- Problem requirements
Return exactly the lines that run from the one with "Expected: one point per instance of the child, reported" to the last line of the entries below, both included, and nothing else.

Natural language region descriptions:
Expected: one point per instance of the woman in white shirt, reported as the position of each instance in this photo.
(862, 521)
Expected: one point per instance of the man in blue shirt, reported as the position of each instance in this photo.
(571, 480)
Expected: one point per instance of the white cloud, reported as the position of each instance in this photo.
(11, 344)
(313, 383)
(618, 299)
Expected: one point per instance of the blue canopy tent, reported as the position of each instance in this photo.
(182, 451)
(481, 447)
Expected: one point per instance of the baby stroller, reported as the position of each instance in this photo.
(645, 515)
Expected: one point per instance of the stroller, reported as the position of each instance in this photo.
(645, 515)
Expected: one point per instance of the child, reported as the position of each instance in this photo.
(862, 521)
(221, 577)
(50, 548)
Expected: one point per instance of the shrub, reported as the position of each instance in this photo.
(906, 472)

- Completed task
Expected: one point per instance of the child, reported as the position of each instance in this photo.
(862, 521)
(221, 577)
(50, 548)
Expected: one point per instance of the shrub, reported as the position of each instance in this photo.
(906, 472)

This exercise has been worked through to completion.